> [Written request] Could you render the lines from the one containing "For accessibility purposes, please box every word" up to and including the one containing "[93,13,543,468]" as a Markdown table, leaving out blank lines, with a column Row holding the row number and a column Text holding the line?

> [Information given]
================

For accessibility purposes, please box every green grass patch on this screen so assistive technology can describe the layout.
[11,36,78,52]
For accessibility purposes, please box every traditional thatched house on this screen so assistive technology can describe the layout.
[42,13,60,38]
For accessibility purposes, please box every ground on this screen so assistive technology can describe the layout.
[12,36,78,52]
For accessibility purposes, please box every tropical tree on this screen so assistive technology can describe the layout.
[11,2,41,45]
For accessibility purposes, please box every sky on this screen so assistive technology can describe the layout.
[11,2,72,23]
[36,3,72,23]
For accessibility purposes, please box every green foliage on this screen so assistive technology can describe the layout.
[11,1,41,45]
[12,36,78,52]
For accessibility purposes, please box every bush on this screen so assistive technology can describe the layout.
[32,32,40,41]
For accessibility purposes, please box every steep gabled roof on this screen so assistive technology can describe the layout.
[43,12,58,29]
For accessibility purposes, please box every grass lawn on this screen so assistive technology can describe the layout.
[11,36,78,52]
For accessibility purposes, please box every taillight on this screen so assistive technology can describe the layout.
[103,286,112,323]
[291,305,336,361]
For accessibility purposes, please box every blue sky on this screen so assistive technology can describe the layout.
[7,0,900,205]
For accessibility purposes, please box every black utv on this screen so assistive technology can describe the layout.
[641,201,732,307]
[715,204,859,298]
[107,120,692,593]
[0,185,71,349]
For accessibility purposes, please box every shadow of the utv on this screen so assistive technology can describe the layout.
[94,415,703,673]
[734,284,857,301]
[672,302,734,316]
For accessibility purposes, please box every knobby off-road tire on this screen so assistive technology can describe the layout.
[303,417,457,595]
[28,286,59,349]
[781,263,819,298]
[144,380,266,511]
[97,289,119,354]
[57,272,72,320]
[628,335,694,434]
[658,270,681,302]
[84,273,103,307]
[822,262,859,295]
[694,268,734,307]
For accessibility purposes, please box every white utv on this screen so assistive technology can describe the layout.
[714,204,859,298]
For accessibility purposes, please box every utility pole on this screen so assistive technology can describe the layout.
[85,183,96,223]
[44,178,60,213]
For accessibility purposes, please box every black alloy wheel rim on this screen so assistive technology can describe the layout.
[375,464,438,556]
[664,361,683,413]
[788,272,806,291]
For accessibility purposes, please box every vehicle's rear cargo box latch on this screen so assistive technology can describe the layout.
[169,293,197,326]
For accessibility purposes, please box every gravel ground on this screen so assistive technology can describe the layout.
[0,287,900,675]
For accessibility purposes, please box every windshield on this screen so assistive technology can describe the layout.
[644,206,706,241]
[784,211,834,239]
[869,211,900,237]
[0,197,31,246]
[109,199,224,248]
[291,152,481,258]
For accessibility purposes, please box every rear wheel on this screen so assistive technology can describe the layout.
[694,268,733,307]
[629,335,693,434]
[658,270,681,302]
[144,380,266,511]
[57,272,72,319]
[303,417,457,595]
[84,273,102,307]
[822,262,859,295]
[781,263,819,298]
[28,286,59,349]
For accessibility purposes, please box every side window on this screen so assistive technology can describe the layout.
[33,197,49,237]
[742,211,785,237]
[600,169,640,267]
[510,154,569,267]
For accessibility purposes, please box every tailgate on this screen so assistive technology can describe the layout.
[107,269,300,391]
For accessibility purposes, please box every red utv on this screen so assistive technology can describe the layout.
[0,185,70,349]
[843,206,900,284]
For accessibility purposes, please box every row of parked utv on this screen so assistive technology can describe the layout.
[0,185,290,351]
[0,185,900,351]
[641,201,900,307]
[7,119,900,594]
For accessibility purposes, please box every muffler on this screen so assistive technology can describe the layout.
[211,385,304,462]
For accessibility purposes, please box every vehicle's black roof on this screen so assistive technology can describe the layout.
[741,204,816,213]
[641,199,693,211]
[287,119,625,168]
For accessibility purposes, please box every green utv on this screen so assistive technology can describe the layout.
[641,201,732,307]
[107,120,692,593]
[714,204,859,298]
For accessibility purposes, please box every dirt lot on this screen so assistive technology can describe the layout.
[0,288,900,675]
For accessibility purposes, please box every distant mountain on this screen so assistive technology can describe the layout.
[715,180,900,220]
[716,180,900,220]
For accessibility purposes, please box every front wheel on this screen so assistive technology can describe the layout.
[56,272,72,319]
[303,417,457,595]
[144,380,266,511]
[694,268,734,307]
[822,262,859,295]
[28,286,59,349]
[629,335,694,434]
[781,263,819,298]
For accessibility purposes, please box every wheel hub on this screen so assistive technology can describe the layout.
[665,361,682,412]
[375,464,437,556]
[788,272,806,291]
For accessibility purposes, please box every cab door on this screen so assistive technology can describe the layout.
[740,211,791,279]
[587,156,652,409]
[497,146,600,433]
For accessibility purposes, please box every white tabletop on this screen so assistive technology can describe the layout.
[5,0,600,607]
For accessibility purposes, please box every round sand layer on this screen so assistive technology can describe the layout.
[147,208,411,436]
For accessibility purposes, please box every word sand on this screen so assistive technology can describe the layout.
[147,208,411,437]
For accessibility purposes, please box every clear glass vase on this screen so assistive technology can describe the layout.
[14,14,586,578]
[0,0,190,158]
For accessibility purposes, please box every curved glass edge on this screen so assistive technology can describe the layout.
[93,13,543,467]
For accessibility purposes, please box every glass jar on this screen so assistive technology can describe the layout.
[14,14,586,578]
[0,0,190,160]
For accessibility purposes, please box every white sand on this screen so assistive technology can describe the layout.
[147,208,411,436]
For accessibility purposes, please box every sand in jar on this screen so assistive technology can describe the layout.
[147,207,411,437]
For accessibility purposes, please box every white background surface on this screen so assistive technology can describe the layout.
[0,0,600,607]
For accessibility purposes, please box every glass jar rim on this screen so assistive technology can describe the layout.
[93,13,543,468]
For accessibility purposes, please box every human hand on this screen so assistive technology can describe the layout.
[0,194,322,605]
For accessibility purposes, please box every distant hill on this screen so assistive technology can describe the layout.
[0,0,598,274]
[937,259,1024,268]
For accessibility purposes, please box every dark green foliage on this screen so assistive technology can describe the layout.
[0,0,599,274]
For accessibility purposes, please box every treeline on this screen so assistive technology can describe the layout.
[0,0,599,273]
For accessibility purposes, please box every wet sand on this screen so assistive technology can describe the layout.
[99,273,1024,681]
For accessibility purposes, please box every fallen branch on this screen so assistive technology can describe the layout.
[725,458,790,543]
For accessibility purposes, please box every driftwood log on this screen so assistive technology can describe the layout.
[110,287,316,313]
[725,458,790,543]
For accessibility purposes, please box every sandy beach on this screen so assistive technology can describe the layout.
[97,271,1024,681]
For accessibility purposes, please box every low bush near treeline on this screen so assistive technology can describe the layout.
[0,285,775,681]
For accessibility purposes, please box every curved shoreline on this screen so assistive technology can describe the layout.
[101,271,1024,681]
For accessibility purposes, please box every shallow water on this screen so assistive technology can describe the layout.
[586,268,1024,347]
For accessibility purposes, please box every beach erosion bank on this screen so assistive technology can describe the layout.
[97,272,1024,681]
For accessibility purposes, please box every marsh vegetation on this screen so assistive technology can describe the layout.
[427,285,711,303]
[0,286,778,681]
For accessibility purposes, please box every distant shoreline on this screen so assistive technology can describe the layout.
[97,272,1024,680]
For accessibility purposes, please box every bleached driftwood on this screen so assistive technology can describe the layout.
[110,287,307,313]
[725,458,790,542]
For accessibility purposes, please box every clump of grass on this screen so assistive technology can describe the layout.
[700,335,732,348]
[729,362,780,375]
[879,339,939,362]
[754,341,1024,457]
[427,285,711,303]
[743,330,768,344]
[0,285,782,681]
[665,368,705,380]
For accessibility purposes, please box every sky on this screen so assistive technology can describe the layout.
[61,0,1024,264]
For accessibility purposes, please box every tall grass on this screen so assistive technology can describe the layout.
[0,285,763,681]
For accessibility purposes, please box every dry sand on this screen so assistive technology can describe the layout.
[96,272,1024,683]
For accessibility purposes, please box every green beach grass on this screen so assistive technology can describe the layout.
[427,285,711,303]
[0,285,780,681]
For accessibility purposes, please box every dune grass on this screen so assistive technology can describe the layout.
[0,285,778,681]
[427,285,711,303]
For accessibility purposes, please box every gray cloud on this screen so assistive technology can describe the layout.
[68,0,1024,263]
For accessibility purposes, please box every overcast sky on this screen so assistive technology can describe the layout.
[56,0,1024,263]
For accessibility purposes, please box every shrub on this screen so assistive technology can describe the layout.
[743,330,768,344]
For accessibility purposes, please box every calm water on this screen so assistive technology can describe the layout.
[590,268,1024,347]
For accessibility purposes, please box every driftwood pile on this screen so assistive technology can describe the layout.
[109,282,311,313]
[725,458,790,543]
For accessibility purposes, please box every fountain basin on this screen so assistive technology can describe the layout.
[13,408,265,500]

================

> [Right answer]
| Row | Text |
|---|---|
| 1 | For accessibility purposes, please box every word sand on this screen so assistive technology can describe the layout. |
| 2 | [147,208,411,437] |
| 3 | For accessibility purposes, please box every clear glass vase on this screen so assistive technology can describe the layout. |
| 4 | [14,14,586,578] |
| 5 | [0,0,190,158] |
| 6 | For accessibility purposes, please box every curved glass edge on this screen so assistive technology can describe the layout. |
| 7 | [93,13,543,467] |
| 8 | For accessibility purposes, please box every glass jar on this screen so assistive technology can describe the layout. |
| 9 | [14,14,586,578] |
| 10 | [0,0,190,160] |
| 11 | For accessibility purposes, please box every white sand on this screen so assistive technology can describe the layout. |
| 12 | [147,208,411,436] |
| 13 | For accessibility purposes, please box every sand in jar on this screen so assistive technology can describe the layout. |
| 14 | [147,207,411,437] |
| 15 | For accessibility purposes, please box every white background surface on this screen so assistive technology can describe the layout. |
| 16 | [0,0,600,607] |
| 17 | For accessibility purposes, please box every glass jar rim on this screen so assistive technology can describe the layout. |
| 18 | [93,13,543,468] |